» **SHORT EXERCISE**
Retype the data below exactly, from the line with "Can you spot the light" to the line with "x=572, y=123", including both of those lines.

» **TASK MATERIAL**

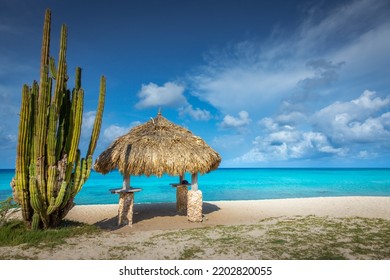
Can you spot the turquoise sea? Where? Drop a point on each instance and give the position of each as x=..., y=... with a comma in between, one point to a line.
x=236, y=184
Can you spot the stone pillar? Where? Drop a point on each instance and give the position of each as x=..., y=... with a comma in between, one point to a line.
x=125, y=212
x=181, y=199
x=194, y=206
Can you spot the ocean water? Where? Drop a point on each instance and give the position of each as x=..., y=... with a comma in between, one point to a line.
x=235, y=184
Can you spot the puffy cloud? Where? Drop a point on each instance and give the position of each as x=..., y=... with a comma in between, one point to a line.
x=336, y=48
x=356, y=129
x=359, y=120
x=236, y=122
x=152, y=95
x=197, y=114
x=286, y=142
x=114, y=131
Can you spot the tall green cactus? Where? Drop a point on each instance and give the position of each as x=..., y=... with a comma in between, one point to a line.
x=49, y=169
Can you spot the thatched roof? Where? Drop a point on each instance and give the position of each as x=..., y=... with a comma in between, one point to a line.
x=157, y=147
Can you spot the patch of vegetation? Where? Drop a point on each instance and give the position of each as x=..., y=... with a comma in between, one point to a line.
x=190, y=253
x=299, y=238
x=15, y=233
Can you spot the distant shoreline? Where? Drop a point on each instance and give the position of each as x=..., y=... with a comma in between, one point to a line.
x=162, y=216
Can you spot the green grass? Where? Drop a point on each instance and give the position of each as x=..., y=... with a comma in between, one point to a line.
x=190, y=253
x=15, y=233
x=308, y=238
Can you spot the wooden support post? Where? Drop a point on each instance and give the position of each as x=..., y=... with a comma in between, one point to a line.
x=194, y=182
x=194, y=201
x=125, y=211
x=194, y=206
x=181, y=199
x=126, y=182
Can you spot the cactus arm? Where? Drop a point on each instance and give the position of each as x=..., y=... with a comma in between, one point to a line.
x=23, y=153
x=53, y=69
x=98, y=119
x=78, y=119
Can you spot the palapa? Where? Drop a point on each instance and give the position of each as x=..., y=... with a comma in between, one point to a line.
x=157, y=147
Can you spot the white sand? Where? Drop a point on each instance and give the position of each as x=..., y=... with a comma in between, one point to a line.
x=162, y=216
x=147, y=237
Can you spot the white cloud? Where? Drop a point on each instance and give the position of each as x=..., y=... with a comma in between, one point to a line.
x=152, y=95
x=197, y=114
x=359, y=120
x=113, y=131
x=330, y=45
x=356, y=129
x=236, y=122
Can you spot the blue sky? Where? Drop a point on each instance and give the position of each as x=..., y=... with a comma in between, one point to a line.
x=265, y=83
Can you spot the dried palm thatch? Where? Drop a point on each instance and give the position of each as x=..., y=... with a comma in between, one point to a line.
x=158, y=147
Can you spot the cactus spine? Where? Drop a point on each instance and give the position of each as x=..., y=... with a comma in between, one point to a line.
x=49, y=169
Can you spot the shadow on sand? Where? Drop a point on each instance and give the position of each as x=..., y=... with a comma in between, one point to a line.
x=143, y=212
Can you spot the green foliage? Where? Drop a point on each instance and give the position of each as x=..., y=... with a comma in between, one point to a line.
x=16, y=233
x=5, y=209
x=49, y=169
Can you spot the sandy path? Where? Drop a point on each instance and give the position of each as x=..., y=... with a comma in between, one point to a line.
x=163, y=216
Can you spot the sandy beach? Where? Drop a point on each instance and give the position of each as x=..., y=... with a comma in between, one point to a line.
x=230, y=230
x=163, y=216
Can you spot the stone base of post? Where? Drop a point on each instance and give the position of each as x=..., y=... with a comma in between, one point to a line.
x=181, y=199
x=194, y=206
x=125, y=211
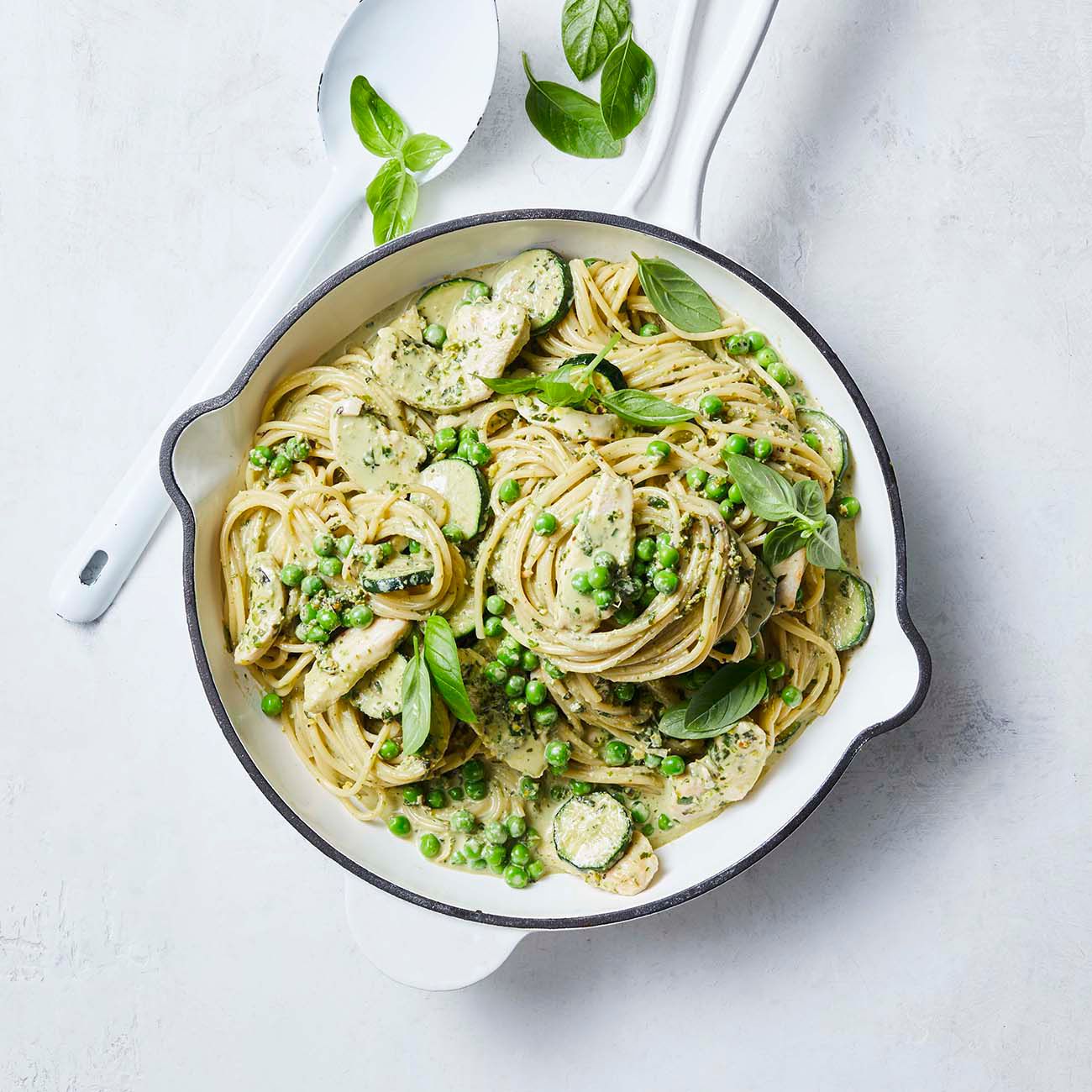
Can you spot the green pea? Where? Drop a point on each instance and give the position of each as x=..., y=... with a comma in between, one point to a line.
x=659, y=450
x=665, y=581
x=435, y=334
x=672, y=765
x=696, y=477
x=545, y=716
x=330, y=566
x=328, y=619
x=516, y=877
x=616, y=753
x=360, y=617
x=291, y=575
x=717, y=488
x=545, y=523
x=446, y=439
x=711, y=405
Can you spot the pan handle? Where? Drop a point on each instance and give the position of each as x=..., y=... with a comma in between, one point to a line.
x=677, y=154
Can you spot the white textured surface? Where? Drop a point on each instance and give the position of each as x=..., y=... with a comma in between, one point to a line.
x=916, y=178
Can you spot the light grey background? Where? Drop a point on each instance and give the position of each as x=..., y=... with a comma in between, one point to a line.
x=916, y=178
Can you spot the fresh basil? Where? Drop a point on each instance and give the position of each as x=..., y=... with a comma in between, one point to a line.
x=724, y=700
x=640, y=407
x=629, y=82
x=782, y=543
x=392, y=197
x=381, y=131
x=765, y=492
x=416, y=703
x=423, y=151
x=677, y=296
x=443, y=659
x=590, y=29
x=825, y=549
x=572, y=123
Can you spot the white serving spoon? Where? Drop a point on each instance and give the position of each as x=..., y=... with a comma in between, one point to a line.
x=407, y=50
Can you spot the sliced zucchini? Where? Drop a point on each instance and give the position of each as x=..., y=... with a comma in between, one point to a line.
x=462, y=485
x=591, y=832
x=834, y=446
x=379, y=692
x=541, y=283
x=848, y=610
x=401, y=572
x=439, y=302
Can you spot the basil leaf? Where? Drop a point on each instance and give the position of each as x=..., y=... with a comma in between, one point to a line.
x=629, y=82
x=381, y=129
x=640, y=407
x=724, y=700
x=809, y=501
x=416, y=703
x=765, y=492
x=590, y=29
x=570, y=121
x=422, y=151
x=677, y=296
x=781, y=543
x=825, y=549
x=392, y=197
x=443, y=659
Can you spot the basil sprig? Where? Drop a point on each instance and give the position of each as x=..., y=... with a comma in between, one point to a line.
x=392, y=193
x=677, y=296
x=416, y=703
x=723, y=701
x=798, y=510
x=441, y=655
x=629, y=82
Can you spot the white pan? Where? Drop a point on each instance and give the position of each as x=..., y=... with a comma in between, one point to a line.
x=468, y=924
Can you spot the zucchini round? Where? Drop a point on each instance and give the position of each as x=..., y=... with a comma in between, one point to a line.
x=541, y=282
x=401, y=572
x=591, y=832
x=439, y=302
x=834, y=446
x=848, y=610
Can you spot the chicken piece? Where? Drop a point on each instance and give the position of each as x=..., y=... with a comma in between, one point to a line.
x=339, y=666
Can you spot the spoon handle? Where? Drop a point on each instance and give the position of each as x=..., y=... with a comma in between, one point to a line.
x=97, y=566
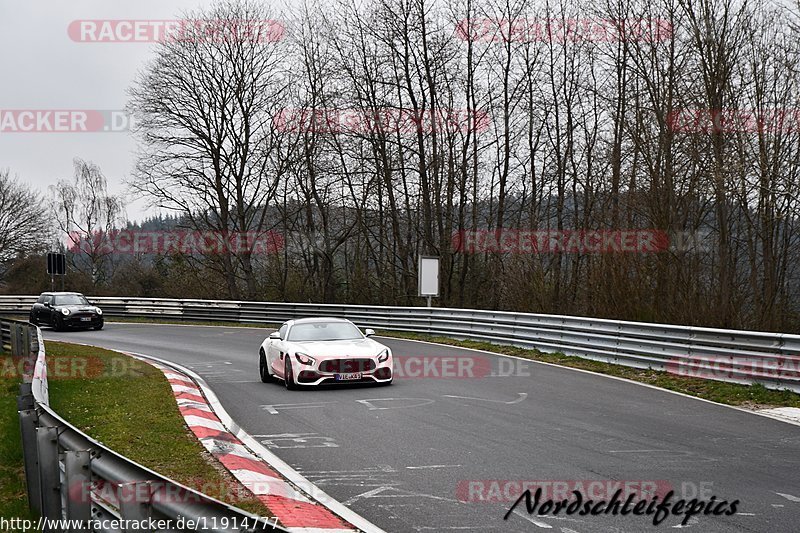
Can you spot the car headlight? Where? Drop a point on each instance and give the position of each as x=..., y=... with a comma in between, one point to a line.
x=383, y=356
x=304, y=359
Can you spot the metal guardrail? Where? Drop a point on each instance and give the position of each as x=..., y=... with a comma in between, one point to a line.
x=71, y=476
x=771, y=359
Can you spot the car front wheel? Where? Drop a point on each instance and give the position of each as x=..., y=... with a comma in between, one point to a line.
x=288, y=377
x=262, y=367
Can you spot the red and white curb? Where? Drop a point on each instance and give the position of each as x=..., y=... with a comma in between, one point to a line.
x=299, y=505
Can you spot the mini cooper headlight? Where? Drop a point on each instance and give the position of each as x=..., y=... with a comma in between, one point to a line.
x=383, y=356
x=304, y=359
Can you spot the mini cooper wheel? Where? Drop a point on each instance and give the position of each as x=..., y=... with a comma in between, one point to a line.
x=262, y=367
x=288, y=377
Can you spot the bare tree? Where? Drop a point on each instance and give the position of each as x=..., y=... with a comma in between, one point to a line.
x=23, y=218
x=205, y=108
x=87, y=216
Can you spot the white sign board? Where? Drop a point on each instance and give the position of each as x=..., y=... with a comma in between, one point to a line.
x=428, y=276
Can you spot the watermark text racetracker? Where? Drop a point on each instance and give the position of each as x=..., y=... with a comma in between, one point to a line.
x=657, y=499
x=153, y=31
x=458, y=367
x=579, y=241
x=64, y=121
x=175, y=242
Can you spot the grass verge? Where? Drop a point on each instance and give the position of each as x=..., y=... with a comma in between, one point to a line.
x=747, y=396
x=179, y=322
x=128, y=405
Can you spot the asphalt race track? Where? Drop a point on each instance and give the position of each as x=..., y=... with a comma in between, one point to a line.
x=403, y=456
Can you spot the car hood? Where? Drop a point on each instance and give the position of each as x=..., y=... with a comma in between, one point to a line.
x=339, y=349
x=78, y=308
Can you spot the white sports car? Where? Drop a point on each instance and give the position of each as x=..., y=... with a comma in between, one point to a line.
x=311, y=351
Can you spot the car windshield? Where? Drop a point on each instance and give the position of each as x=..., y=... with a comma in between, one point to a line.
x=70, y=299
x=324, y=331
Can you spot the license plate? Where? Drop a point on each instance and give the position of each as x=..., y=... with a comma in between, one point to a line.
x=347, y=377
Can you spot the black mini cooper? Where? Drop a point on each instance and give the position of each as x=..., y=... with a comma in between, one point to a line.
x=63, y=310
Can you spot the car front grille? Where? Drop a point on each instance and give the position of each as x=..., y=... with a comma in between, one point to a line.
x=341, y=366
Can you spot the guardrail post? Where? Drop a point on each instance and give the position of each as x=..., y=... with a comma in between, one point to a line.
x=49, y=471
x=28, y=420
x=78, y=478
x=134, y=504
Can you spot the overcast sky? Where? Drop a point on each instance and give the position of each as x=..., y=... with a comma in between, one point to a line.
x=42, y=68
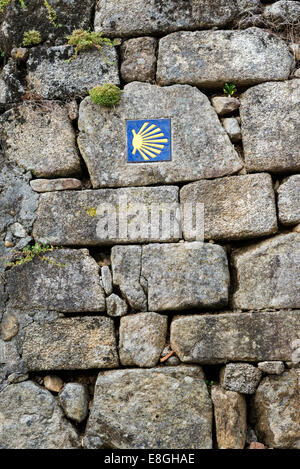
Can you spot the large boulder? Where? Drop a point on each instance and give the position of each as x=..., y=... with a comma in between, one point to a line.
x=152, y=17
x=235, y=337
x=235, y=207
x=67, y=280
x=70, y=344
x=270, y=116
x=40, y=138
x=267, y=273
x=30, y=418
x=275, y=410
x=212, y=58
x=50, y=75
x=159, y=408
x=200, y=147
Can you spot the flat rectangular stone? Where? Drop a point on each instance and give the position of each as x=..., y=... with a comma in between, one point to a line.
x=185, y=276
x=109, y=216
x=199, y=147
x=67, y=281
x=70, y=344
x=235, y=207
x=270, y=115
x=237, y=337
x=212, y=58
x=267, y=274
x=140, y=17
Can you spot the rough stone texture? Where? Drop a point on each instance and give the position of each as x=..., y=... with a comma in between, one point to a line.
x=271, y=368
x=283, y=12
x=30, y=418
x=220, y=338
x=232, y=127
x=50, y=76
x=231, y=418
x=152, y=17
x=139, y=59
x=50, y=185
x=91, y=218
x=106, y=278
x=74, y=401
x=142, y=338
x=206, y=153
x=267, y=274
x=289, y=201
x=275, y=410
x=9, y=326
x=126, y=264
x=73, y=286
x=122, y=417
x=16, y=20
x=240, y=377
x=115, y=306
x=18, y=201
x=270, y=115
x=234, y=207
x=184, y=276
x=212, y=58
x=224, y=105
x=40, y=139
x=70, y=344
x=11, y=89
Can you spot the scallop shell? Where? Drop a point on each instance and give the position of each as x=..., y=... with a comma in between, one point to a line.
x=148, y=141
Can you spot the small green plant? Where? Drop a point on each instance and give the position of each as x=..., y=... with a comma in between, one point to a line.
x=107, y=95
x=82, y=40
x=31, y=38
x=230, y=89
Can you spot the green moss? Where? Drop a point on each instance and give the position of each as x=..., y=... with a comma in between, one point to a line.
x=82, y=40
x=107, y=95
x=31, y=38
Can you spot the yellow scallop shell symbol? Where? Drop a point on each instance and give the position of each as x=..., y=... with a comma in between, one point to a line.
x=148, y=141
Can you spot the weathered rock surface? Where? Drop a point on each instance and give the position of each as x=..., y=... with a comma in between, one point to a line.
x=271, y=368
x=116, y=306
x=123, y=418
x=220, y=338
x=50, y=185
x=206, y=153
x=139, y=59
x=109, y=216
x=231, y=418
x=212, y=58
x=240, y=377
x=224, y=105
x=70, y=282
x=270, y=115
x=74, y=401
x=126, y=264
x=289, y=201
x=16, y=20
x=184, y=276
x=30, y=418
x=275, y=410
x=52, y=77
x=152, y=17
x=40, y=139
x=267, y=274
x=234, y=207
x=70, y=344
x=142, y=338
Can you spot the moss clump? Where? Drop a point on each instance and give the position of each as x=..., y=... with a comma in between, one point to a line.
x=82, y=40
x=108, y=95
x=31, y=38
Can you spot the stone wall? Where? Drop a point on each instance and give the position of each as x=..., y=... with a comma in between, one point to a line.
x=151, y=337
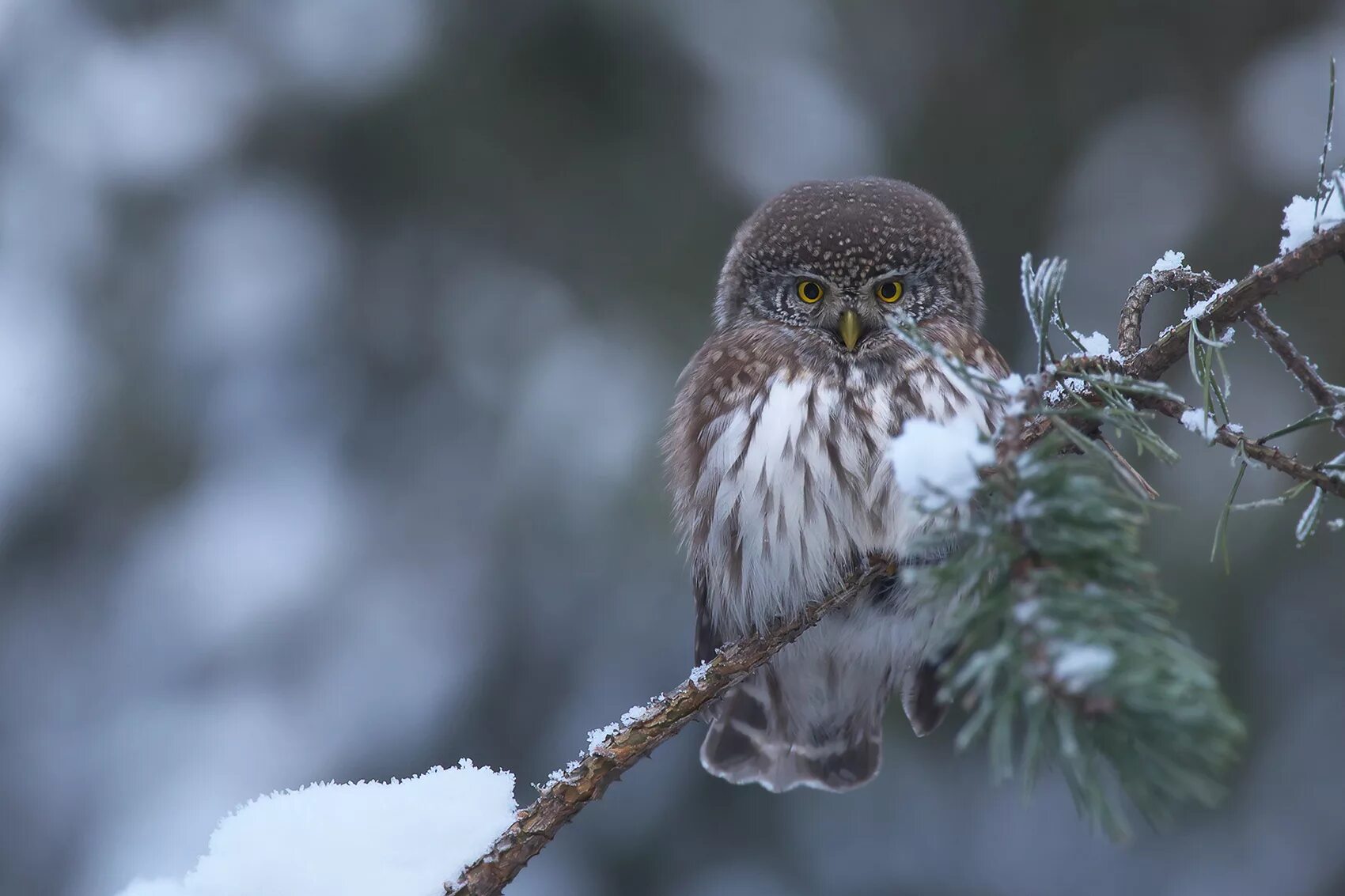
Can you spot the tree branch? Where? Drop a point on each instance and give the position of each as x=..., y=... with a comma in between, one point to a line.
x=1231, y=304
x=589, y=778
x=1149, y=285
x=630, y=742
x=1267, y=455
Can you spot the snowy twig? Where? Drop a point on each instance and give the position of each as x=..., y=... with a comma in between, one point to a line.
x=1297, y=362
x=1231, y=304
x=641, y=732
x=628, y=743
x=1149, y=285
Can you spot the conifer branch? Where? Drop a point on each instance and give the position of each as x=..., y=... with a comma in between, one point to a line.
x=634, y=739
x=1297, y=364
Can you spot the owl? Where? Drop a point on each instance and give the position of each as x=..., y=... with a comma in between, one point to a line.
x=776, y=454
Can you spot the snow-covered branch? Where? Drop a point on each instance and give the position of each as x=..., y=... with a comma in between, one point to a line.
x=1036, y=646
x=615, y=748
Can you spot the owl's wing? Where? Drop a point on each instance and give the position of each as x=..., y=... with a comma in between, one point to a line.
x=707, y=638
x=985, y=357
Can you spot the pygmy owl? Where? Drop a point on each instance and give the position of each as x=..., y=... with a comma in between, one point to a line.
x=776, y=451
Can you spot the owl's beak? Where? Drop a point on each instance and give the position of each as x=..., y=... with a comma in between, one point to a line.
x=849, y=328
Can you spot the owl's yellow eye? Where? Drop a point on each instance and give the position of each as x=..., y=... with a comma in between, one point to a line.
x=889, y=289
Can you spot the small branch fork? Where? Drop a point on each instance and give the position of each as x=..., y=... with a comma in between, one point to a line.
x=1297, y=364
x=587, y=779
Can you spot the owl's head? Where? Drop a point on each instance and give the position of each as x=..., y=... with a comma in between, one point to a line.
x=833, y=259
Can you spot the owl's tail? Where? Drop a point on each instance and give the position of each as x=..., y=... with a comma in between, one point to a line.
x=756, y=739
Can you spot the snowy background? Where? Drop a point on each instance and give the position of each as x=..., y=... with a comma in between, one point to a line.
x=336, y=338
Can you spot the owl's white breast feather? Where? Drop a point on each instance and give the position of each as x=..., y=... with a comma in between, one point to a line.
x=801, y=487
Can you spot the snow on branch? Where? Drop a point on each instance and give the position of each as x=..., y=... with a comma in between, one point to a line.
x=394, y=838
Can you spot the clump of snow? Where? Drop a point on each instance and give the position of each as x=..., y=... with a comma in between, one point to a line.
x=939, y=462
x=636, y=713
x=1080, y=666
x=1197, y=308
x=1170, y=261
x=1302, y=220
x=601, y=736
x=1093, y=345
x=399, y=838
x=1200, y=423
x=1071, y=384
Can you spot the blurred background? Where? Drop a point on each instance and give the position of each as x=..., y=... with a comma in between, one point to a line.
x=336, y=338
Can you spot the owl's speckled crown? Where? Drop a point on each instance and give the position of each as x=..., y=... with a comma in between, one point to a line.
x=851, y=232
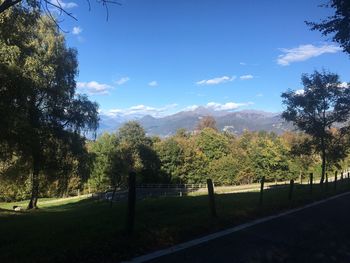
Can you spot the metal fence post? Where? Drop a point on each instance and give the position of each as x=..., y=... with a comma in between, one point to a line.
x=130, y=221
x=311, y=181
x=291, y=186
x=211, y=197
x=261, y=190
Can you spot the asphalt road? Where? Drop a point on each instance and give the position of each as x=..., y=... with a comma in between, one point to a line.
x=316, y=234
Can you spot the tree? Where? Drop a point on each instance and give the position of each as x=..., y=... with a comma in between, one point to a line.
x=38, y=102
x=48, y=5
x=337, y=25
x=105, y=157
x=315, y=110
x=206, y=122
x=137, y=152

» **FINAL RESULT**
Can you spot the light grey background? Where? Drop a point on each instance and give the position of each as x=..., y=... with a comma in between, one point to a line.
x=916, y=178
Can you spot the fresh basil? Where? Drop a point on each instance and give the position of each as x=..., y=... with a comma in between, one point to a line.
x=724, y=700
x=640, y=407
x=629, y=82
x=782, y=543
x=392, y=197
x=381, y=131
x=765, y=492
x=416, y=703
x=423, y=151
x=677, y=296
x=443, y=659
x=590, y=29
x=825, y=549
x=572, y=123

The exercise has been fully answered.